Now try lucid dreaming those, it's amazing and brings me closer to Nolan's Inception than ever before. I even think I've had lucid dreams since before that movie came out as apparently he was directly influenced by lucid dreamers.

Why do people keep saying this? The direction of someone driving towards a thing is just as important as people working on that thing. Otherwise we may not actually have gotten anyone working on that thing at all. It's like saying a director is not important and actors should just do whatever they want.

The exceptions that prove the rule. When your programming language is built up of singular Unicode characters with specific meanings, of course that's faster than typing out in English what you want.

What do you use them for? For most AI users it's usually CRUD and I've never seen a web server or frontend in APL like languages.


The exception is the rule.

The reason why programming is hard is because most languages force you to use a hammer when you need a screw driver. LLMs are very good at misusing hammers and most people find them useful for that reason.

Supplied entries |

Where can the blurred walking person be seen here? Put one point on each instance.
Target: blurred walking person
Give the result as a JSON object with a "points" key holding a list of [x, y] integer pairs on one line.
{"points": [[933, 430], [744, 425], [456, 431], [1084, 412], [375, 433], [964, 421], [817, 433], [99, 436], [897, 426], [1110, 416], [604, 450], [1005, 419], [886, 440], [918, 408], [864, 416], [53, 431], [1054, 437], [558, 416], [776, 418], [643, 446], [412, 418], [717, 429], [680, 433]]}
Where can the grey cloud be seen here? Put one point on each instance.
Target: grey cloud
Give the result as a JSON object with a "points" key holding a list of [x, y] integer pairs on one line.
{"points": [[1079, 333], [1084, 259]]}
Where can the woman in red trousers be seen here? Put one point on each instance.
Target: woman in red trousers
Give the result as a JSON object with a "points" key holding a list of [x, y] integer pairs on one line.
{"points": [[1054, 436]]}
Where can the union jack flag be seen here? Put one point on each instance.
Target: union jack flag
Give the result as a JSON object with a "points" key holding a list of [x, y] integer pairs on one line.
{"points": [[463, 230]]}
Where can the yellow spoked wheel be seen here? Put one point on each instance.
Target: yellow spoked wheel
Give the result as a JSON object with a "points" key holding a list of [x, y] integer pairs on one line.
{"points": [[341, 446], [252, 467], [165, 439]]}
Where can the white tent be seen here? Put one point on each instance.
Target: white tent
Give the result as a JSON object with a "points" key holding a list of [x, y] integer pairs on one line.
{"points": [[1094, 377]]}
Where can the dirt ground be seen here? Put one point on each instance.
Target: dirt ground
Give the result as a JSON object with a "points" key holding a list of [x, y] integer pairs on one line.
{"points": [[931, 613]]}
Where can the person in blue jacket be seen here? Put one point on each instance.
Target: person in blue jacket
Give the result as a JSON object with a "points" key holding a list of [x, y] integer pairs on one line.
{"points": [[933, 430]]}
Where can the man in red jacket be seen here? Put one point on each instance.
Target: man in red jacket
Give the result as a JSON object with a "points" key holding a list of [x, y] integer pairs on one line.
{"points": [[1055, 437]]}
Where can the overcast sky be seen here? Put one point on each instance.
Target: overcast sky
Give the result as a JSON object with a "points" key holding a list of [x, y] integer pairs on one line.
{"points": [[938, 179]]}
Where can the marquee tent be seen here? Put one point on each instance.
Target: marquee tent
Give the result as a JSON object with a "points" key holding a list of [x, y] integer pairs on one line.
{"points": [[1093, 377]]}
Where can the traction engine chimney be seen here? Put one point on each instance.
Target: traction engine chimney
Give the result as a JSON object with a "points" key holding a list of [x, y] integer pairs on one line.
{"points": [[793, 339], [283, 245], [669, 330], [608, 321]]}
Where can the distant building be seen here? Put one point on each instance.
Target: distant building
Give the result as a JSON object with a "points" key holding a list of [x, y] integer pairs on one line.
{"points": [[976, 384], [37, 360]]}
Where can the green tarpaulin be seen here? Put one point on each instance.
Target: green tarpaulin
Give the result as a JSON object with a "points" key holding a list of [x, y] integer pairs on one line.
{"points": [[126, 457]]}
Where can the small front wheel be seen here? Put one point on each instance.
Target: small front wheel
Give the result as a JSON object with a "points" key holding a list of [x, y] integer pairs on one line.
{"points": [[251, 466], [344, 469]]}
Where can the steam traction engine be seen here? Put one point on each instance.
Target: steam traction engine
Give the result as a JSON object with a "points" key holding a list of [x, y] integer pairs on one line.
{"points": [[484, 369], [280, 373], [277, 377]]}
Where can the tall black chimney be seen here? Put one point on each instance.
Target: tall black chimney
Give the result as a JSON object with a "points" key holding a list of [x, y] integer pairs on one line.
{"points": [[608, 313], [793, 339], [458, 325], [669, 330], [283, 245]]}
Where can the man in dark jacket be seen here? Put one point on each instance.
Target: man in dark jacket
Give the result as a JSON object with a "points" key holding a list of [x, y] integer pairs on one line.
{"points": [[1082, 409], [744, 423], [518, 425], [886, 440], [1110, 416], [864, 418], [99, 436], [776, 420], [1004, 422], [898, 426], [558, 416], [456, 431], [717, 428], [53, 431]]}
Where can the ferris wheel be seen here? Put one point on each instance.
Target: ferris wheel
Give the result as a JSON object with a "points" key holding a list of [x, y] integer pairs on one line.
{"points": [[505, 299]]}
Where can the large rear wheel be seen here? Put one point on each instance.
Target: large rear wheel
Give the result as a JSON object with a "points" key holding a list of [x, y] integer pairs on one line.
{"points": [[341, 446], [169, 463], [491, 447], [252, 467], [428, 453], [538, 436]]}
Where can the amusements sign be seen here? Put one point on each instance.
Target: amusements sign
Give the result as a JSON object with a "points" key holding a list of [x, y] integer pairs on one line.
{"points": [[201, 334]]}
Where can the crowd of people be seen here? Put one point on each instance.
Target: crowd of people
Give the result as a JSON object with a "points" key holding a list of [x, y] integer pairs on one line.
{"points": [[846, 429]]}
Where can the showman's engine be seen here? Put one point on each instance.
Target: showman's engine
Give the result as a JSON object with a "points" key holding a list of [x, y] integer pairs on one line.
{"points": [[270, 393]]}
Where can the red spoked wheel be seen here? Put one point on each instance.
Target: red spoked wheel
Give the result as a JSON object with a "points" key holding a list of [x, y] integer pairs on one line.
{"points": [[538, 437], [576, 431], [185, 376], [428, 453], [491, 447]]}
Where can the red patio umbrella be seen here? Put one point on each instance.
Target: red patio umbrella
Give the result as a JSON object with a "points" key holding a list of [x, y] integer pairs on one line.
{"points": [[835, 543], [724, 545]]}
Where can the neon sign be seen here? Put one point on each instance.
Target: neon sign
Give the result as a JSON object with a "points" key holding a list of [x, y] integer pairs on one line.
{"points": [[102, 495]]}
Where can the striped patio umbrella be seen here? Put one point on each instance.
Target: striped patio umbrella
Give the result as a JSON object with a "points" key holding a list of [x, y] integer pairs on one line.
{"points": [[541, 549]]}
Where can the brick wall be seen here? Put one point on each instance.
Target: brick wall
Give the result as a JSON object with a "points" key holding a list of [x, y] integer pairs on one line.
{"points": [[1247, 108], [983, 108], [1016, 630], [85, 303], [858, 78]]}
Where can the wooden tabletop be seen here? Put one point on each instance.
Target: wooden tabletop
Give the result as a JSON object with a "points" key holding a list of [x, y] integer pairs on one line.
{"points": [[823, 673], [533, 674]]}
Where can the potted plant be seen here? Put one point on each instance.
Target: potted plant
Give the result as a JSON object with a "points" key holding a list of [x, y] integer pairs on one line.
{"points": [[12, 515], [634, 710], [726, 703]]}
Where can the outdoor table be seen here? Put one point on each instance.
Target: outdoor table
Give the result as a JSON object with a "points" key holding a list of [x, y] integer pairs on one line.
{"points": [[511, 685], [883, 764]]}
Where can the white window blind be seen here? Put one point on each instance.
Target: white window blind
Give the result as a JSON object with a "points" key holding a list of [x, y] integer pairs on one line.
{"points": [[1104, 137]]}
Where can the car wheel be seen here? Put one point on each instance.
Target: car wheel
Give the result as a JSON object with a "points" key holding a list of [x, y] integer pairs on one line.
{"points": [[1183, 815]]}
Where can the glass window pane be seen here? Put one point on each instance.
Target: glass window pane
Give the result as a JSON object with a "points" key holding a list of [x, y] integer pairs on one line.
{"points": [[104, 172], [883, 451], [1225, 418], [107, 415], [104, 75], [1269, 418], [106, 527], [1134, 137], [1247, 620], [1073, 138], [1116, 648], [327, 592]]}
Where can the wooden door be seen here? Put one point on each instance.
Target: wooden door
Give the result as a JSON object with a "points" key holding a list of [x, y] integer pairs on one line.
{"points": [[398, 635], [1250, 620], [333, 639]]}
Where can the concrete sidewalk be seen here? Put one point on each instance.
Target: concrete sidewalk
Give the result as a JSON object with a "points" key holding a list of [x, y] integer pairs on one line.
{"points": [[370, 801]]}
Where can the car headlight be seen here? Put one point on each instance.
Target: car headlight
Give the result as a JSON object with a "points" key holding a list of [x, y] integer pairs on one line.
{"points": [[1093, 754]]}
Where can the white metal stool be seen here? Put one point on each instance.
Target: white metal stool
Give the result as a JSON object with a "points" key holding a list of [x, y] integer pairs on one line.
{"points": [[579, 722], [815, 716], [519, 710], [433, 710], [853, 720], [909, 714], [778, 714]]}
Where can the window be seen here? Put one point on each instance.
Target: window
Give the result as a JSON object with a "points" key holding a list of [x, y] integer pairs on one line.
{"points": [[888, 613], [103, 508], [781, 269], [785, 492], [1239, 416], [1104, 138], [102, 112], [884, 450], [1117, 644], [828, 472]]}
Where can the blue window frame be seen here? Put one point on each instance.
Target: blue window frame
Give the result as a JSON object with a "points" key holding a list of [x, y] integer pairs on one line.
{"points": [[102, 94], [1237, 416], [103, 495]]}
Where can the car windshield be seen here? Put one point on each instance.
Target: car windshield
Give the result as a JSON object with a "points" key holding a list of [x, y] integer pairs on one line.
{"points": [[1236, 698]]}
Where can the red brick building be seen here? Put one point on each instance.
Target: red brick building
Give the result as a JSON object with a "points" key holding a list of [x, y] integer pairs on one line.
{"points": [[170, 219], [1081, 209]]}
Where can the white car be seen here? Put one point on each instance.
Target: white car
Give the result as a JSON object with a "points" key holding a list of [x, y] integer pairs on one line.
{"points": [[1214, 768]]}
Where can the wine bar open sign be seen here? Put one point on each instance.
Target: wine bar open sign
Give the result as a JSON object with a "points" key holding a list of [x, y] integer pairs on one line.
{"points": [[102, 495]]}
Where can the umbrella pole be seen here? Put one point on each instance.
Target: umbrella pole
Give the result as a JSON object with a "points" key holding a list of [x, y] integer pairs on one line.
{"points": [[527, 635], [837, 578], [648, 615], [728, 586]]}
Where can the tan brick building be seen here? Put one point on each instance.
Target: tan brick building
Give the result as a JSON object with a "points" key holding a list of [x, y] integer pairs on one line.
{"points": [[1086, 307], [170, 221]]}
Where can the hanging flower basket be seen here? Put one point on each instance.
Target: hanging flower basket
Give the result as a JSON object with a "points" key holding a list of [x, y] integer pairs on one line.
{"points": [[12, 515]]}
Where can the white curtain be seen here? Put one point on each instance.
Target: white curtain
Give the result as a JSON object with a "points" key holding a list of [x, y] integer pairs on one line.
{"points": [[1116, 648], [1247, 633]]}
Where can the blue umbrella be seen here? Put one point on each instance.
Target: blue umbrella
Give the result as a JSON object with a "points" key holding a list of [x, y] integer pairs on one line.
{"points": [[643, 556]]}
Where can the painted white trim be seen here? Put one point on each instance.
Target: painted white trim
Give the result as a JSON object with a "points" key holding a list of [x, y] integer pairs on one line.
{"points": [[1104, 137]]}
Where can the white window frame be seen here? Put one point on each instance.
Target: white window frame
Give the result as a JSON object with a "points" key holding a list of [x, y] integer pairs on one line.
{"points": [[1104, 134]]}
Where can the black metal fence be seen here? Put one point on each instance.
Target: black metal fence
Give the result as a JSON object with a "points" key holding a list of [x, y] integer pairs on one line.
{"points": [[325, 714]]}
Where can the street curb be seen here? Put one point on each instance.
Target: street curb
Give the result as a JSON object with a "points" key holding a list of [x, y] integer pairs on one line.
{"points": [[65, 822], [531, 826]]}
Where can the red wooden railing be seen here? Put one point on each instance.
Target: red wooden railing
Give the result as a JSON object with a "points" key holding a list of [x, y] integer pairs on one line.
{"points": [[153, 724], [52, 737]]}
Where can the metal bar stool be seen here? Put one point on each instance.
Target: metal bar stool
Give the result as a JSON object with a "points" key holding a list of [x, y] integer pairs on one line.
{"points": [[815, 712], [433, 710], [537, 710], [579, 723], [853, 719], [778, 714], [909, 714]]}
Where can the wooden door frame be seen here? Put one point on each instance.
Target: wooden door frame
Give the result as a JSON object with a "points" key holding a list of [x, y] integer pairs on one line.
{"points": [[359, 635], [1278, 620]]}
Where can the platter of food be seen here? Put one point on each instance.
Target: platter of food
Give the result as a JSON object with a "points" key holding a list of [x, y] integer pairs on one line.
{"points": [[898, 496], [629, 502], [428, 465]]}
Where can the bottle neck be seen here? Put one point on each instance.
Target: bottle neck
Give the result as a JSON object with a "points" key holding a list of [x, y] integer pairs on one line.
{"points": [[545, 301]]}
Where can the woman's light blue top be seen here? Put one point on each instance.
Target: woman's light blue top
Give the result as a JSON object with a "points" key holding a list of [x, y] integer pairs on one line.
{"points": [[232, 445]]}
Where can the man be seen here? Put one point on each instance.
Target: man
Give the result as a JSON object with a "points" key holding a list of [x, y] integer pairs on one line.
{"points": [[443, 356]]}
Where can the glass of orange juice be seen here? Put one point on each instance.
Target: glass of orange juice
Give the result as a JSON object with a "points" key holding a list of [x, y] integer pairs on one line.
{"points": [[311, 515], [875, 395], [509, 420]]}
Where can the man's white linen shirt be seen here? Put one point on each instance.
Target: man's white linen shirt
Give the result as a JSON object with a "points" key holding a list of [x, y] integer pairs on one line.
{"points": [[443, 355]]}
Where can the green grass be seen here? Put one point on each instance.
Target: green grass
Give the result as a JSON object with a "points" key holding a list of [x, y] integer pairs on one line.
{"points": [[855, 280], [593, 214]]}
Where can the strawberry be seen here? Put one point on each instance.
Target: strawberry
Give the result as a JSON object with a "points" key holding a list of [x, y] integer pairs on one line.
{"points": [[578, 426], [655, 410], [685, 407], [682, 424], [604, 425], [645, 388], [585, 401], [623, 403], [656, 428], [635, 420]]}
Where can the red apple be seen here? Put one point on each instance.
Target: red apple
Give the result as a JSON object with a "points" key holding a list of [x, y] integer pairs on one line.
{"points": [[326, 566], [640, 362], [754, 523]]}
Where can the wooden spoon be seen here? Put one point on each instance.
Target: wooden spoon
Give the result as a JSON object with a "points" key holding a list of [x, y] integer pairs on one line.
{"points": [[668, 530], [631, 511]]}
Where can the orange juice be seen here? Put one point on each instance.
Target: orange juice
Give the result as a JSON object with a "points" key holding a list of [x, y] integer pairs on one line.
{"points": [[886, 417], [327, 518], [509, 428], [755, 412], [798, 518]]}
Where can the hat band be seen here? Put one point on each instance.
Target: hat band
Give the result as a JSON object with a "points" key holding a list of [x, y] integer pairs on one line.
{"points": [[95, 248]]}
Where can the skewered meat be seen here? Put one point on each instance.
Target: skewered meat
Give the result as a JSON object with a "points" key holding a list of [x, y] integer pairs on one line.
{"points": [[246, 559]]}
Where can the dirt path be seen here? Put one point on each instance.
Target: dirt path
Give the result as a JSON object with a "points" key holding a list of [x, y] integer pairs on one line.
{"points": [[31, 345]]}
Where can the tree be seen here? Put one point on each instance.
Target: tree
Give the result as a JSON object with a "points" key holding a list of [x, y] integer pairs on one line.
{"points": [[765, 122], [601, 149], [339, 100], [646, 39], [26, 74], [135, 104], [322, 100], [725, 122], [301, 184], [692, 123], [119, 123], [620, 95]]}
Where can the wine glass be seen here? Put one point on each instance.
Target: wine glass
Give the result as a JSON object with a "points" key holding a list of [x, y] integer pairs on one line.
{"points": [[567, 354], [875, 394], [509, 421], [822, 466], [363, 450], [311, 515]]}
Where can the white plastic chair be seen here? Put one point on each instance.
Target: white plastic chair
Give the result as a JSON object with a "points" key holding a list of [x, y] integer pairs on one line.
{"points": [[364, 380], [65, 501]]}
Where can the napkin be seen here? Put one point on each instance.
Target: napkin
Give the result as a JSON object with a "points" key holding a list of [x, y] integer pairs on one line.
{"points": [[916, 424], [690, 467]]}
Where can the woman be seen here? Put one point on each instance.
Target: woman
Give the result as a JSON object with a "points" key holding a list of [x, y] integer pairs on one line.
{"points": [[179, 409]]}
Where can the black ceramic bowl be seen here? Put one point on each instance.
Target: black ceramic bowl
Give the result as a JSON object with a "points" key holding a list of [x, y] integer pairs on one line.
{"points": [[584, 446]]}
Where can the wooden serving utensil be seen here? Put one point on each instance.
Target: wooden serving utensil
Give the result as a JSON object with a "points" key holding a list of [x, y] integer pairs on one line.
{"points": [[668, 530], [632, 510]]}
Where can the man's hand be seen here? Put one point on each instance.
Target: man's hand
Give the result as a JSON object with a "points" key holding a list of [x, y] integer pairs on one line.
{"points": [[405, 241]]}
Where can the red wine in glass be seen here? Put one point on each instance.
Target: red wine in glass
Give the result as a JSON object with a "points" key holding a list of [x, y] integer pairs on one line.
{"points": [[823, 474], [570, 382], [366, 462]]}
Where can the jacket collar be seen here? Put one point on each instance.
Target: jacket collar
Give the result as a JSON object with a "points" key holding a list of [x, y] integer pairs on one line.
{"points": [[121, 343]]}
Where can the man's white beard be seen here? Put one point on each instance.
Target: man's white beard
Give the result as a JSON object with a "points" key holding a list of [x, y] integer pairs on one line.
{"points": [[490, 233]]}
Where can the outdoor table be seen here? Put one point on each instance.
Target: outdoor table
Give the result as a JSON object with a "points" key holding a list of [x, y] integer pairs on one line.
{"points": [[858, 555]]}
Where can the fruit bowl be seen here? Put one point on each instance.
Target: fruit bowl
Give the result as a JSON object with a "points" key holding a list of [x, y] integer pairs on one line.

Brief 1 |
In the discussion excerpt, what is the programming language described as being built up of?
Brief 2 |
Reproduce verbatim the discussion excerpt's text between "Why do people" and "what you want.", inclusive.

Exercise result 1 |
Singular Unicode characters with specific meanings.

Exercise result 2 |
Why do people keep saying this? The direction of someone driving towards a thing is just as important as people working on that thing. Otherwise we may not actually have gotten anyone working on that thing at all. It's like saying a director is not important and actors should just do whatever they want.

The exceptions that prove the rule. When your programming language is built up of singular Unicode characters with specific meanings, of course that's faster than typing out in English what you want.